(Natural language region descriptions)
*****

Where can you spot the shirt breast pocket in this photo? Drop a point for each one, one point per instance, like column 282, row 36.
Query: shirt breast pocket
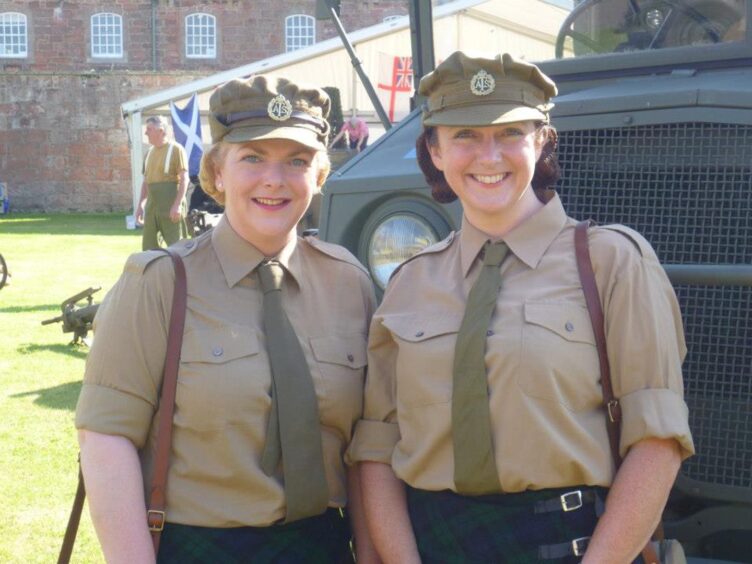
column 341, row 361
column 222, row 376
column 425, row 358
column 559, row 357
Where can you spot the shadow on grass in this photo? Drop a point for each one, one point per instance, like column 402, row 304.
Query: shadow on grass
column 63, row 396
column 76, row 351
column 65, row 224
column 26, row 309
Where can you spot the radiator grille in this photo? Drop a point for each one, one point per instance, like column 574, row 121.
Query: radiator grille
column 687, row 188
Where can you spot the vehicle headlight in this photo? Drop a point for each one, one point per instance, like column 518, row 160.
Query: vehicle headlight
column 394, row 240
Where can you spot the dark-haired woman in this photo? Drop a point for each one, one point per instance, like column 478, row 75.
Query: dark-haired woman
column 503, row 455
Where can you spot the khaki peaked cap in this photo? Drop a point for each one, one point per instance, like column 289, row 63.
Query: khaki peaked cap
column 269, row 107
column 476, row 91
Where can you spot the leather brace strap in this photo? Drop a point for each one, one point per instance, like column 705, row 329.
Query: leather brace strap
column 592, row 298
column 157, row 497
column 156, row 508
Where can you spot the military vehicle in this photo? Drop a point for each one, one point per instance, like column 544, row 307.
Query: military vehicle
column 654, row 116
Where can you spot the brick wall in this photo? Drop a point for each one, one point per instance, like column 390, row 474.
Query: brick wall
column 63, row 143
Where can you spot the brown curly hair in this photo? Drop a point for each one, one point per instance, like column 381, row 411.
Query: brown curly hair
column 547, row 169
column 215, row 156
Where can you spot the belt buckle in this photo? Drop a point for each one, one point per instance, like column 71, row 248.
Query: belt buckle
column 579, row 546
column 571, row 500
column 158, row 520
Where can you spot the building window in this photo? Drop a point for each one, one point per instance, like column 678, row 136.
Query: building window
column 300, row 31
column 200, row 36
column 107, row 35
column 14, row 39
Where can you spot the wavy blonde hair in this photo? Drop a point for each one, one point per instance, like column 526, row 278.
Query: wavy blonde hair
column 215, row 156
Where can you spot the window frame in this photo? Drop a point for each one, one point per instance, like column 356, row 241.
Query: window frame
column 20, row 19
column 114, row 19
column 201, row 28
column 294, row 23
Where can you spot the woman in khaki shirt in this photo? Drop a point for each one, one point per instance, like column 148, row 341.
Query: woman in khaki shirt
column 534, row 429
column 233, row 495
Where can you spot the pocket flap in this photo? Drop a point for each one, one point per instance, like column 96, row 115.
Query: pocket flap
column 569, row 321
column 416, row 328
column 346, row 350
column 219, row 345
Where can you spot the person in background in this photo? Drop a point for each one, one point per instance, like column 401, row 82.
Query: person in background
column 484, row 435
column 356, row 130
column 273, row 359
column 161, row 205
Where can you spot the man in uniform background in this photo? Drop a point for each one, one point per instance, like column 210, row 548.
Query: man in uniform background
column 163, row 189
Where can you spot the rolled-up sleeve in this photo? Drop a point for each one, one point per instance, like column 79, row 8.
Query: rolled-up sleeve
column 646, row 347
column 377, row 433
column 124, row 367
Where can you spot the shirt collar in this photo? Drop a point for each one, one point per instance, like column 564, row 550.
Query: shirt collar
column 238, row 258
column 528, row 241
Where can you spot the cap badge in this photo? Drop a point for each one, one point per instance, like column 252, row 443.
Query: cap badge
column 482, row 83
column 279, row 108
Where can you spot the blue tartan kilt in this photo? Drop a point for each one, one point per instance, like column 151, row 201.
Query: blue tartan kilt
column 500, row 528
column 323, row 539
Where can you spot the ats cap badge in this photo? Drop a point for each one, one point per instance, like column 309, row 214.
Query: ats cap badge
column 482, row 83
column 279, row 108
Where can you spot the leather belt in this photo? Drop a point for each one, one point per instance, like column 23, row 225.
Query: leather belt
column 569, row 501
column 575, row 547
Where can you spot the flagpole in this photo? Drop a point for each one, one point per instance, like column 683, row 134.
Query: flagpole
column 359, row 67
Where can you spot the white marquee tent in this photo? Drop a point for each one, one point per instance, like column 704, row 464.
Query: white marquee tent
column 525, row 28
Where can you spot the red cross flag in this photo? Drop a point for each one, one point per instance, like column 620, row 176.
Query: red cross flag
column 395, row 86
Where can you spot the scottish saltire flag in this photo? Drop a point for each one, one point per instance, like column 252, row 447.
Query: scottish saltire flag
column 186, row 124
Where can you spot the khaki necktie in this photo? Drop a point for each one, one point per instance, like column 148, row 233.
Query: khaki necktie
column 293, row 432
column 474, row 466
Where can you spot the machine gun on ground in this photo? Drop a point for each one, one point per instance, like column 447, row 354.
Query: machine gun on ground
column 77, row 319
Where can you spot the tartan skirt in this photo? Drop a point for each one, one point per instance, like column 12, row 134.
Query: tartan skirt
column 500, row 528
column 323, row 539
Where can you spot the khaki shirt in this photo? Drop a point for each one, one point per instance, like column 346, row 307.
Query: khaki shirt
column 223, row 392
column 154, row 163
column 547, row 422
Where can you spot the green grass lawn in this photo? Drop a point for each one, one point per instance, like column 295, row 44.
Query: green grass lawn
column 50, row 258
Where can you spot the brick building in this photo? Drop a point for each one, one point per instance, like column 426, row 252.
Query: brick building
column 66, row 66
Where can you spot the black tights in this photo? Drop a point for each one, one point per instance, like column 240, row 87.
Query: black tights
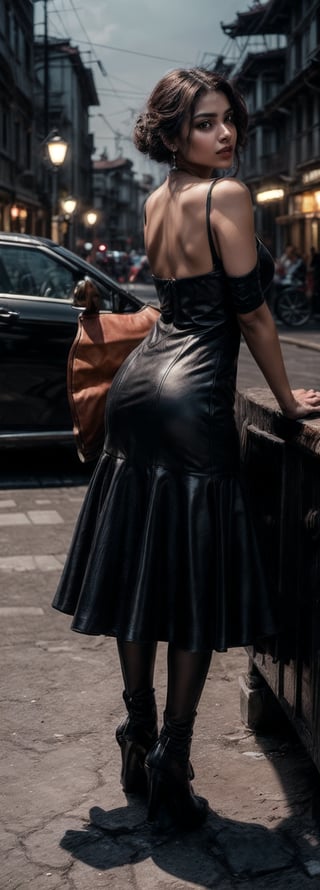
column 187, row 672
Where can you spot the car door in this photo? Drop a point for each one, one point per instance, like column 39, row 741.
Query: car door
column 37, row 325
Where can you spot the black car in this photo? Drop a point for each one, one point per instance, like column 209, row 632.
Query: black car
column 38, row 322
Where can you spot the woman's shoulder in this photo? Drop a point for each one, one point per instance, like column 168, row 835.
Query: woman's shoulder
column 230, row 189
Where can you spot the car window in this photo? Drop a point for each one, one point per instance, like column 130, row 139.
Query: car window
column 25, row 270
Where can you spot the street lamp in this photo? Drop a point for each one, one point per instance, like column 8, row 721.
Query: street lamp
column 69, row 207
column 57, row 149
column 91, row 218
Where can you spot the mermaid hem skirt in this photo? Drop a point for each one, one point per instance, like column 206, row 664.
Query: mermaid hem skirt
column 163, row 555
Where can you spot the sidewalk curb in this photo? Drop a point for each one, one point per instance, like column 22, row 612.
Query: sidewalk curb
column 304, row 344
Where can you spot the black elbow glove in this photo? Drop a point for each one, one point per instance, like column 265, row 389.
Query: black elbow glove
column 246, row 291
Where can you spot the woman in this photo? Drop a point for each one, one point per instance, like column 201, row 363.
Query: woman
column 164, row 547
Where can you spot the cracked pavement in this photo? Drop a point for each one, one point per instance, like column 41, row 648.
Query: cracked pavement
column 65, row 823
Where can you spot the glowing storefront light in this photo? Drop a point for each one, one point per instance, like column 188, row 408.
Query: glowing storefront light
column 270, row 195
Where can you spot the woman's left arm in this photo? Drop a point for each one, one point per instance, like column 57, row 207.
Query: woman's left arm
column 261, row 336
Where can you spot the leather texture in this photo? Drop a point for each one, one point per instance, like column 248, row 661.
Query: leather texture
column 102, row 342
column 164, row 547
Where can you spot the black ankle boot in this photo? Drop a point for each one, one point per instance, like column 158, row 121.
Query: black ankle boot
column 136, row 735
column 169, row 772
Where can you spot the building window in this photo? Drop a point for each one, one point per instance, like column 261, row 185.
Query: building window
column 298, row 53
column 7, row 24
column 17, row 143
column 27, row 56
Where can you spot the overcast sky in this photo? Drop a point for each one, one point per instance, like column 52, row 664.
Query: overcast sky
column 129, row 45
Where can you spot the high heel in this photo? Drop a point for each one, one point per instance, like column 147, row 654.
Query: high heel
column 136, row 735
column 169, row 771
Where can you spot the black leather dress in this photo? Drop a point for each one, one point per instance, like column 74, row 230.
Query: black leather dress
column 164, row 547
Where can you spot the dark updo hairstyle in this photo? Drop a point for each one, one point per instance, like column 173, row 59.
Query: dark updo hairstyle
column 173, row 101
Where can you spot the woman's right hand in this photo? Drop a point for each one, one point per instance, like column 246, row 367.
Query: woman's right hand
column 305, row 402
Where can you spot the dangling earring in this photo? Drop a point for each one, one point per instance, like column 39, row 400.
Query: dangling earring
column 173, row 160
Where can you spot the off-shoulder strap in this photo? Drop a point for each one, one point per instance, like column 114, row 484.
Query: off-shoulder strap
column 215, row 257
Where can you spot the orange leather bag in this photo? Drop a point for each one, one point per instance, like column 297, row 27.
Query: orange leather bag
column 102, row 342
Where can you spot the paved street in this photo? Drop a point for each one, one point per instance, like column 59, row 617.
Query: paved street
column 65, row 822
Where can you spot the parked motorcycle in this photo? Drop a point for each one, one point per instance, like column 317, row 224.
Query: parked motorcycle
column 291, row 304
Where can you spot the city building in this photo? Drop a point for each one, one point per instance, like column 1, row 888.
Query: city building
column 64, row 93
column 19, row 203
column 116, row 200
column 277, row 71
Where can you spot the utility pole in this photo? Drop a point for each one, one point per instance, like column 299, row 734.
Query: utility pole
column 46, row 118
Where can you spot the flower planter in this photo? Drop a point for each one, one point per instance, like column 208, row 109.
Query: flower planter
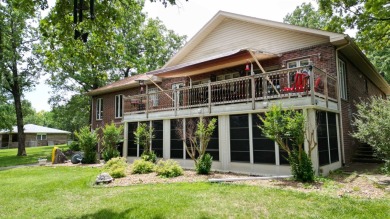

*****

▸ **Directions for this task**: Check each line above for the word "planter" and copy every line that has it.

▸ **Response**:
Where can you spot the flower planter in this photo? Drop a point for each one, one point per instance, like column 208, row 109.
Query: flower planter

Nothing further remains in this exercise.